▸ PROBLEM REQUIREMENTS
Answer the following questions using the political news excerpt below.
1. Whom did Prince Charles ask about when he spoke with David Lobl in the tent?
2. Which Senate district does Jose Peralta currently represent?
3. When did Peralta cross over to the IDC?

-- START OF DOCUMENT EXCERPT --

Lobl was already on the ground in Israel when he received word that Cuomo would not be coming. Nevertheless, he was seated in the VIP section for the funeral and ushered into the receiving tent immediately thereafter.

At that point David found himself in a small tent with the Israeli Prime Minister and his wife, former President Bill Clinton, Francois Hollande, Mahmoud Abbas and Prince Charles, of all people.

David was eager to say hello to the Royal Prince who surprised him when he asked in his signature upper crust British accent, “Is Governor Cuomo here?” They chatted for a bit, and at the lull in the conversation, Prince Charles cut to the real reason he was so eager to talk. He grabbed Lobl by the arm and whispered: “Hey, when do I put my Kippah on?”

The Cuomo Administration has certainly had its fair share of staff turnover. Some departures more eventful than others. But there is also a core of survivors within the inner circle who have committed for the long haul. And for a culture where the unofficial motto could be: “If you don’t BELONG, please don’t BE LONG,” David Lobl is definitely deserving of recognition for his time on the inside. We wish him well.

 

Cynthia Nixon and Jessica Ramos Set to Cross Endorse

If Governor Cuomo is the candidate of the Democratic establishment, then Cynthia Nixon is fast becoming the insurgent candidate of the left. Following a pattern that took hold just before the Congressional Primary when Nixon and Alexandria Ocasio-Cortez cross endorsed each other ( a move that is hard to view as anything but very prescient on Nixon’s part ), Nixon is set to do it again, only this time with State Senate candidate Jessica Ramos.
Nixon is expected to travel to Queens tomorrow for the 10:30 announcement. Ramos is taking on ex-IDC-er Jose Peralta who currently represents the 13th Senate District. In a statement Nixon says,
“I am so excited to endorse Jessica, and to receive her support. There has never been a more important time for women to run for office and to make ourselves heard. On Monday, we expect President Trump to nominate a Supreme Court justice who will very likely overturn Roe v. Wade. And,  currently, our state law provides no protection to New Yorkers if Republicans are successful in overturning Roe V. Wade.  For eight years, Cuomo has claimed he’s fought to change that, but at the same time, he’s kept Republicans and IDC members like Senator Peralta in power, knowing they will never support reproductive rights, and blaming them for his failure to lead. It’s time for the Governor and Senator Peralta to stop gaslighting New York’s women. They made the choice to side with the Republicans again and again. and now our reproductive freedom is at risk with Donald Trump in the White House and Roe vs Wade hanging in the balance.”
Peralta was the last Democrat to pull away from the mainline party and join the breakaway Independent Democratic Conference or IDC. He crossed over to the IDC in early 2017 and the backlash was almost immediate as he faced criticism from voters in the district. Until this past April the IDC had a coalition with Senate Republicans for control of the upper chamber. The alliance was in tact for more than five years and had the support of Governor Cuomo who insisted that the IDC-Republican contract remain in place through this year’s 2018 state budget. The IDC dissolved just days after the budget was passed in March and the 8 former IDC members went back to their colleagues and they all became a unified Democratic conference.

-- END OF DOCUMENT EXCERPT --
-- START OF DATA RECORDS --

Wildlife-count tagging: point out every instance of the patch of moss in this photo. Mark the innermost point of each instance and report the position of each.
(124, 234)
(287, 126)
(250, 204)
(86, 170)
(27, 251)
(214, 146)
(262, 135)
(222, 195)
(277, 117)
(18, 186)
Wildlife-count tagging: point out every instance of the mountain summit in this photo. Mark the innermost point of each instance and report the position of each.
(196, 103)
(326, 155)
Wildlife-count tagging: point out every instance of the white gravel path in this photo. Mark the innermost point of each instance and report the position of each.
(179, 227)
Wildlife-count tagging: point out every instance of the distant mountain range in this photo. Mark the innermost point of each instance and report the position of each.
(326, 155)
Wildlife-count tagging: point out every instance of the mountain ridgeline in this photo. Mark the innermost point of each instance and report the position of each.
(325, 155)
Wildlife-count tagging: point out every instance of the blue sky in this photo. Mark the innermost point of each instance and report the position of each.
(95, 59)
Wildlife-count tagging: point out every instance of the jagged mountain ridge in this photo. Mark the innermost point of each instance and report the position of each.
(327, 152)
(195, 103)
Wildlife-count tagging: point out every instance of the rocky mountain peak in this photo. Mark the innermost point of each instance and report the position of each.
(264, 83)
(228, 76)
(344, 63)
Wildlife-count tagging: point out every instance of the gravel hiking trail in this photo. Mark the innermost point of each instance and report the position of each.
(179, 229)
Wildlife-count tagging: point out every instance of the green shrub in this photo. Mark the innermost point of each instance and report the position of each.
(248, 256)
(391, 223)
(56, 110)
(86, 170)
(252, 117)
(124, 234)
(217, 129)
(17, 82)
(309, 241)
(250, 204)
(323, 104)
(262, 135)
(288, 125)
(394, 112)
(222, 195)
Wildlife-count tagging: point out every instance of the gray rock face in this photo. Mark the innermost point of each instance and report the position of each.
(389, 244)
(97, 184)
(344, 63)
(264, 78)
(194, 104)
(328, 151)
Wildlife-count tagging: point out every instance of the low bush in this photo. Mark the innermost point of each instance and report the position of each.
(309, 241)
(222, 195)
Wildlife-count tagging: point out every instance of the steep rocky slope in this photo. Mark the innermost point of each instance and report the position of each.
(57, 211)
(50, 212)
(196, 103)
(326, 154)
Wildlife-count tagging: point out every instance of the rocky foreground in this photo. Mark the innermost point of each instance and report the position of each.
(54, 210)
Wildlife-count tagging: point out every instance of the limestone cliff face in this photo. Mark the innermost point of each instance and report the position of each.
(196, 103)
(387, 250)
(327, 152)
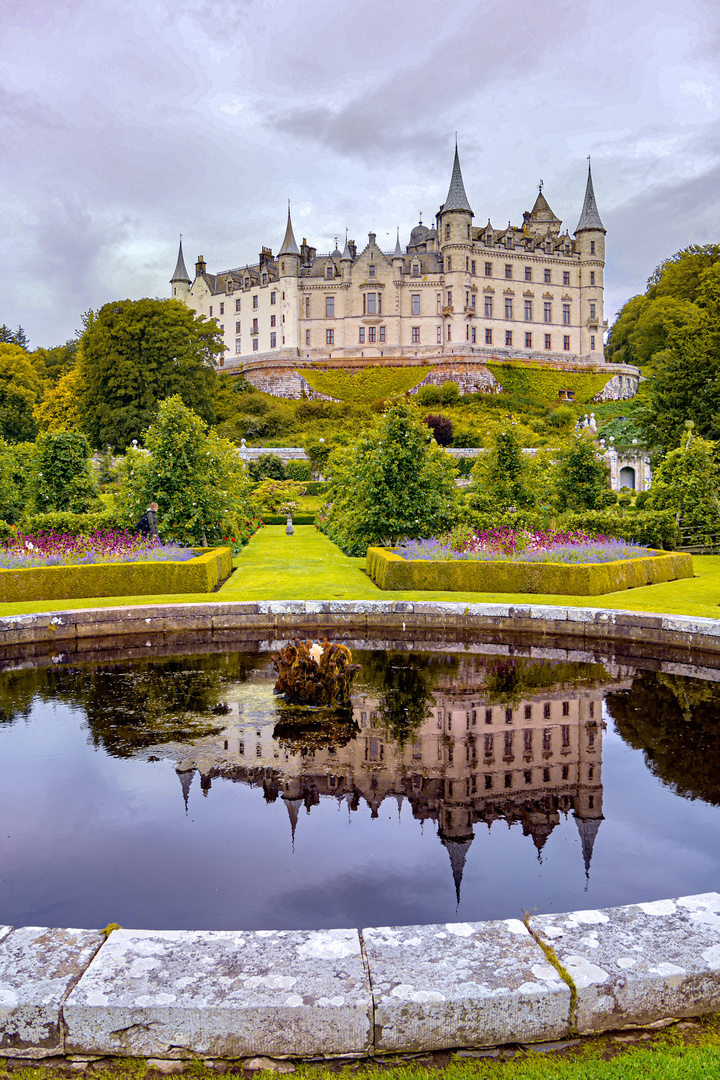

-- END OF DATA RECORDS --

▸ ANSWER TO THE PROBLEM
1. Governor Cuomo
2. The 13th Senate District
3. Early 2017